Put the material from the line with "In this exercise you will indicate the bridge pier" up to and including the line with "(1292, 407)" into a Markdown table. Use the columns Row and Line, numbering each row and leaving out any blank lines.

Recorded data »
(begin)

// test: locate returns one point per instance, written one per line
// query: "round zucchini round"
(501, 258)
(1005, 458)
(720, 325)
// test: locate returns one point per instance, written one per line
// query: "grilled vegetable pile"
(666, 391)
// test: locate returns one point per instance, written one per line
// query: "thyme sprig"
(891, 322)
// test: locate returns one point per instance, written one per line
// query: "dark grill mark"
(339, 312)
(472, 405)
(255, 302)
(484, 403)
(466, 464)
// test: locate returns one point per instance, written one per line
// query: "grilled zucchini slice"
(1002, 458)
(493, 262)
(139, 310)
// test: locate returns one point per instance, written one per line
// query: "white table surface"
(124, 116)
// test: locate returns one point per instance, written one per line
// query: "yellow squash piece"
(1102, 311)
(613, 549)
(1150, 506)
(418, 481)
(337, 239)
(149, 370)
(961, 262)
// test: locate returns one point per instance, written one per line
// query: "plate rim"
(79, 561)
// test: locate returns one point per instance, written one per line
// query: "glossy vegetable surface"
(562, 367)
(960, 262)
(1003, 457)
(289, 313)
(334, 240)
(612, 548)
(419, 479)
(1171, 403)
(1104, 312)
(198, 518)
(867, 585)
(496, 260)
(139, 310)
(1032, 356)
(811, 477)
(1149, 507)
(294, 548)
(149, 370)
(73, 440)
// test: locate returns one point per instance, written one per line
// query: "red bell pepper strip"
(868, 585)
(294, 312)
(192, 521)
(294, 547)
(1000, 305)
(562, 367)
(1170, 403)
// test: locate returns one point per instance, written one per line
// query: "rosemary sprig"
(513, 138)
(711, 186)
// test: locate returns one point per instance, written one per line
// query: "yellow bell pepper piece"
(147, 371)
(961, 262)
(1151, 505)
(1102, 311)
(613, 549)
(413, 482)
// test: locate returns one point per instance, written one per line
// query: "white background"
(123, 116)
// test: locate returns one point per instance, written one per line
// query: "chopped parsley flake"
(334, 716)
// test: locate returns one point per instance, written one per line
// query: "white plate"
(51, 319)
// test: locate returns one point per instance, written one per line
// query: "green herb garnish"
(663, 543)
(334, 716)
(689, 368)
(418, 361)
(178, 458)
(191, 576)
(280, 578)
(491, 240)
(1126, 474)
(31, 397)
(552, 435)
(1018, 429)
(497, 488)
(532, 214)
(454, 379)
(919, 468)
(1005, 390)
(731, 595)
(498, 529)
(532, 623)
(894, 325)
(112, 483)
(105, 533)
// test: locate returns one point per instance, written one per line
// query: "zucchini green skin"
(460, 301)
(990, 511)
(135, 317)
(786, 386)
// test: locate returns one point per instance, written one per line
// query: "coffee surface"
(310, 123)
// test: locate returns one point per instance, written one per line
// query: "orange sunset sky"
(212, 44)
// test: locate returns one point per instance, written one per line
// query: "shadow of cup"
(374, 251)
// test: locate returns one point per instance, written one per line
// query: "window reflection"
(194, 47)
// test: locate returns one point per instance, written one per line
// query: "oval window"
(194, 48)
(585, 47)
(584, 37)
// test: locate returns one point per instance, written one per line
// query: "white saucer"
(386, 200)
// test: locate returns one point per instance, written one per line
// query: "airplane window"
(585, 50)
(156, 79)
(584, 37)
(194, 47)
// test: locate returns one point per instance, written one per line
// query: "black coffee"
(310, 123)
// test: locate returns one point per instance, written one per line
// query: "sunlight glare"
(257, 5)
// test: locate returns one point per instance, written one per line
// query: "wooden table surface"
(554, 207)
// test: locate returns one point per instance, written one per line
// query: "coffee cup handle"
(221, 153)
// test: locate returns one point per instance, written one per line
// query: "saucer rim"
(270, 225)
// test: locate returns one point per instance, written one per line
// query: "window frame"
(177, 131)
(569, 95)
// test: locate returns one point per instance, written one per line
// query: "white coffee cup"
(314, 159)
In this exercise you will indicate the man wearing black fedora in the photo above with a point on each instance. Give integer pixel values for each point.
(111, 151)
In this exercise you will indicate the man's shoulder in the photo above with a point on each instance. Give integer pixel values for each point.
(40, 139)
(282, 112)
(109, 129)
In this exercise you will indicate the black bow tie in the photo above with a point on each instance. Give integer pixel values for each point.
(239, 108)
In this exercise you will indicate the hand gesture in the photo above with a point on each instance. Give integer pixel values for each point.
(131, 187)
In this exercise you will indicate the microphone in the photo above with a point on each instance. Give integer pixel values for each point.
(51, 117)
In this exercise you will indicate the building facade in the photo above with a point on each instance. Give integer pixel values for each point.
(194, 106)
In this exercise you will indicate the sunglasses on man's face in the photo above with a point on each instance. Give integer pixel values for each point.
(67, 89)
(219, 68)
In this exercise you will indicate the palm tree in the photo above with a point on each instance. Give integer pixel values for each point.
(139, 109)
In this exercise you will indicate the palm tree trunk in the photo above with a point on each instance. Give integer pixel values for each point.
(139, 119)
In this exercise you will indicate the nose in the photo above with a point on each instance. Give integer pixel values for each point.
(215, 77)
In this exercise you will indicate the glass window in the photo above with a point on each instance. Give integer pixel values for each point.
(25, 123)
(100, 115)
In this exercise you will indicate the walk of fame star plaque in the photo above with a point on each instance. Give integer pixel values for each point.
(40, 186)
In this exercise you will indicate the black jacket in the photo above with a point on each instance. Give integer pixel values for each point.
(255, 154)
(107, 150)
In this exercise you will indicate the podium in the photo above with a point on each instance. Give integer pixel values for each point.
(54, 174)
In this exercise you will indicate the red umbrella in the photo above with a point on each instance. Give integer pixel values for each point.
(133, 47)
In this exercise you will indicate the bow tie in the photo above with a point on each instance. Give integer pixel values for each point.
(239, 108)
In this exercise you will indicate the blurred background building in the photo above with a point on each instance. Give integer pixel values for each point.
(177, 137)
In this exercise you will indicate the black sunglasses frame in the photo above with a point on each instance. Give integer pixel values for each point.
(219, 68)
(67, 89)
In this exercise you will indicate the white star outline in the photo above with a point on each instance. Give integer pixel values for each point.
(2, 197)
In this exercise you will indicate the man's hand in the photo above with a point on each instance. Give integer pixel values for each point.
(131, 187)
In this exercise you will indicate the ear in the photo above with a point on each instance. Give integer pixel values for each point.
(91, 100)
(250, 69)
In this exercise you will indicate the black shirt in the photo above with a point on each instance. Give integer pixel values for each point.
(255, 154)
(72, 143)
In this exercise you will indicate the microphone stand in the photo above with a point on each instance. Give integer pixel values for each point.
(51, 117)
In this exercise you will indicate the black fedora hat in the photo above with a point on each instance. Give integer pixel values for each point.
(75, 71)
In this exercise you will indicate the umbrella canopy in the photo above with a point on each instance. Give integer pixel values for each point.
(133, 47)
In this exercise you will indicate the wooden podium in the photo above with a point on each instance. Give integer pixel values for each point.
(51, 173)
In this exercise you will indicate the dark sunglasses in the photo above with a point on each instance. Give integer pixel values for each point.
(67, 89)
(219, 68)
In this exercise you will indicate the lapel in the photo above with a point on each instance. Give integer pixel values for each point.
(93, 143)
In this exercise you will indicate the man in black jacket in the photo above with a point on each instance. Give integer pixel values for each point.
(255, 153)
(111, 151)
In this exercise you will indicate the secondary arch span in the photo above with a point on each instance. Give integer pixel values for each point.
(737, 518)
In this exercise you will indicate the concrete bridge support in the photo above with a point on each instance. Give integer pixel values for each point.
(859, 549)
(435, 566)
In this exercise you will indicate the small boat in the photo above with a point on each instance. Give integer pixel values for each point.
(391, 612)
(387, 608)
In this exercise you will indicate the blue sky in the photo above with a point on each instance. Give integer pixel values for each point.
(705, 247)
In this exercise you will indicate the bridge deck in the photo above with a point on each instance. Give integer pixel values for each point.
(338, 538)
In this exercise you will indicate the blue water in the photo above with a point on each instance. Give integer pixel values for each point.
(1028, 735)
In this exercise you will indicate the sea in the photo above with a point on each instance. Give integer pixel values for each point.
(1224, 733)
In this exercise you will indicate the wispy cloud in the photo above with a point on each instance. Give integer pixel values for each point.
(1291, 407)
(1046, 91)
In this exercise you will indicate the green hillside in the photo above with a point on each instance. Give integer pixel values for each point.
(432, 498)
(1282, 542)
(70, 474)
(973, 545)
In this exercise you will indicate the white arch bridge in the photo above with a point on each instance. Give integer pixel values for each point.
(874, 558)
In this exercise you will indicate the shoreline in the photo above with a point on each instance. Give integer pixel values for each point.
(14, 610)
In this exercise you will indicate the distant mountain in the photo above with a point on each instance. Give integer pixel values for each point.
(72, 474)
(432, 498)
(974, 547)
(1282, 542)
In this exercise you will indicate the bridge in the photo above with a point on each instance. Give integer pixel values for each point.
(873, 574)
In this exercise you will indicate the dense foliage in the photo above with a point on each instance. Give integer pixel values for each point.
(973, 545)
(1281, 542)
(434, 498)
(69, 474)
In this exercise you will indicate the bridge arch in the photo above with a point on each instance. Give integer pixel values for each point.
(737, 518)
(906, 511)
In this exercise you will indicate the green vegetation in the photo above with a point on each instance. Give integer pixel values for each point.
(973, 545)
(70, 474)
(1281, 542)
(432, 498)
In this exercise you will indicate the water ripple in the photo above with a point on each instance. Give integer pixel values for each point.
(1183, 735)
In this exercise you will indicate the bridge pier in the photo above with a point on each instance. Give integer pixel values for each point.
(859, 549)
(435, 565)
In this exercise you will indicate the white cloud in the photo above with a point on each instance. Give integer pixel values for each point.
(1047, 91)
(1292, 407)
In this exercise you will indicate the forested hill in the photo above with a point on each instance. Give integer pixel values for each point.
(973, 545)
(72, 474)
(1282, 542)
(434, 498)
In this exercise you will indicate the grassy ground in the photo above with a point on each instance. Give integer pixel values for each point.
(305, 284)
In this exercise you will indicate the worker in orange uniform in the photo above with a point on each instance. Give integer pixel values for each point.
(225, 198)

(end)

Task solution »
| Row | Line |
|---|---|
| 1 | In this exercise you will indicate the bridge pier in the photo above with a point on each instance. Give integer pixel values for each point. |
| 2 | (859, 549) |
| 3 | (435, 565) |
| 4 | In this exercise you will indicate the white cloud in the photo above with a point on each instance. Give integer pixel values for each point. |
| 5 | (1047, 91) |
| 6 | (1292, 407) |